# Exercise task 1
Reproduce word for word the part of the adsorption isotherm excerpt that opens with the words containing "The surface heterogeneity" and closes with "et al. 2013).".

# Page excerpt
>>>
A Comparing the removal of dye effectiveness of simple and tartaric acid-modified biosorbent using the Langmuir isothermal model. T-TP is a treated adsorbent, whereas U-TP is an untreated one. B Assessment of dye removal effectiveness of simple (TP) and tartaric acid-modified (T-TP) biomaterials using the Freundlich model. C An analysis of the Temkin isothermal model comparing acid-treated biosorbent' adsorptive dye removal performance. Adsorbents U-TP and T-TP are untreated and treated, respectively. D An analysis of the DR isothermal model comparing acid-treated biosorbent' adsorptive dye removal performance. Adsorbents U-TP and T-TP are untreated and treated, respectively

$$\frac{1}{{Q}_{e}}=\left(\frac{1}{b{Q}_{max}}\right)\frac{1}{{C}_{e}}+(\frac{1}{{Q}_{max}})$$

(13)

Here, "Q_i" denotes the amount of RAD adsorbed in parts per million (ppm), "Ce" is the residual amount, and "Q_max" denotes the highest possible adsorption level in milligrams per gram (mg g⁻¹), and "b" denotes the adsorption capacity (L/g).

The dye's adsorption on U-TP has a correlation coefficient (R²) of 0.9079, but on T-TP it was 0.9708. The Langmuir model fits the adsorption performance of U-TP and T-TP in this study the best, as indicated by the values of "R²" being almost equal to unity in every instance. For RAD adsorption, the maximum adsorption capacity (Q_max) on U-TP was 2.8801 mg/g, while on T-TP, it was 5.5803 mg/g. The following formula was used to get the separation factor (R_L):

$${R}_{L}=\left(\frac{1}{1+b{C}_{O}}\right)$$

(14)

The R_L value represents the adsorption nature either unfavorable (R_L > 1), linear (R_L = 1), favorable (0 < R_L < 1), or irreversible (R_L = 0). The Freundlich isotherm model was applied to the non-ideal, multilayer adsorption on heterogeneous adsorbent surface. Its number, which falls between "0 and 1," indicates a decent adsorption rate. For the adsorption of RAD on U-TP, the separation factor (R_L) was 0.1552, while for T-TP, it was 0.5974. These results, which are less than "1," show a decent rate of adsorption and demonstrate how well the Langmuir model for biosorption has been applied. The monolayer homogeneous adsorption of dyes on U-TP and T-TP at a particular number of identical adsorption binding sites dispersed on the interface borders of both biosorbents is further shown by "Q_max" values.

(2) Freundlich Isotherm

The surface heterogeneity of U-TP and acid-modified adsorbents T-TP, as well as their activity for adsorption performance toward RAD in aqueous solutions, is assessed using the Freundlich isothermal model. It is focused on how energy is distributed differently during physiosorption and chemisorption. This isothermal system's linear trend is represented by Eq. (15) (Geçgel et al. 2013).

$$lnq_e = \left( {lnK_F + \frac{1}{n}{\text{ln}C_e}} \right)$$

(15)
<<<
# Supplied records
>>>
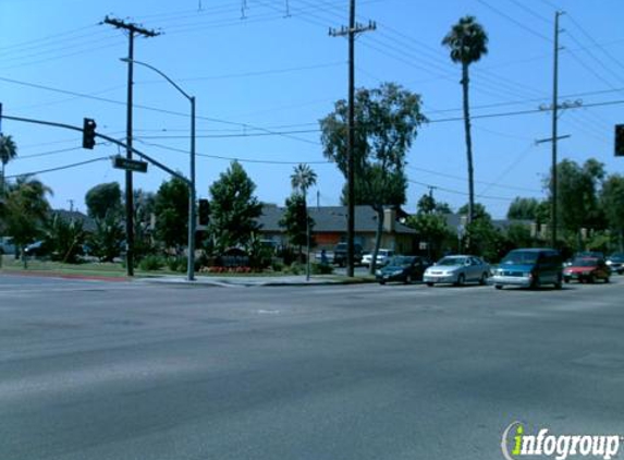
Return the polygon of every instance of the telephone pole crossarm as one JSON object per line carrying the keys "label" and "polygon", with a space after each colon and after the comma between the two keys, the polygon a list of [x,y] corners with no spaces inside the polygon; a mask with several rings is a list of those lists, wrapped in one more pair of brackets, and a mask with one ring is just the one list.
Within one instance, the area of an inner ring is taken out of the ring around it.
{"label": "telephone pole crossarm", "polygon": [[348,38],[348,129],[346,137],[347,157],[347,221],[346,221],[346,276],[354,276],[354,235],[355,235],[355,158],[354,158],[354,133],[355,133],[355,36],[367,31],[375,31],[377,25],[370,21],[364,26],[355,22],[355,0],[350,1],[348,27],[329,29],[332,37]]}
<<<
>>>
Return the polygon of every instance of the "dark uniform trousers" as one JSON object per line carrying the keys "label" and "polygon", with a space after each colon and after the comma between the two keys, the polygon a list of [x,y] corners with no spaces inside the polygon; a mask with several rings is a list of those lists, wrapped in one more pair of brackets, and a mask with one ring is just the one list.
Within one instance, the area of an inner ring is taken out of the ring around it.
<<<
# Exercise task 2
Copy out every line of the entries that contains the string "list". Matching is case-sensitive.

# Final answer 1
The surface heterogeneity of U-TP and acid-modified adsorbents T-TP, as well as their activity for adsorption performance toward RAD in aqueous solutions, is assessed using the Freundlich isothermal model. It is focused on how energy is distributed differently during physiosorption and chemisorption. This isothermal system's linear trend is represented by Eq. (15) (Geçgel et al. 2013).

# Final answer 2
Return the polygon of every instance of the telephone pole crossarm as one JSON object per line carrying the keys "label" and "polygon", with a space after each colon and after the comma between the two keys, the polygon a list of [x,y] corners with no spaces inside the polygon; a mask with several rings is a list of those lists, wrapped in one more pair of brackets, and a mask with one ring is just the one list.
Return the polygon of every instance of the "dark uniform trousers" as one JSON object per line carrying the keys "label" and "polygon", with a space after each colon and after the comma between the two keys, the polygon a list of [x,y] corners with no spaces inside the polygon; a mask with several rings is a list of those lists, wrapped in one more pair of brackets, and a mask with one ring is just the one list.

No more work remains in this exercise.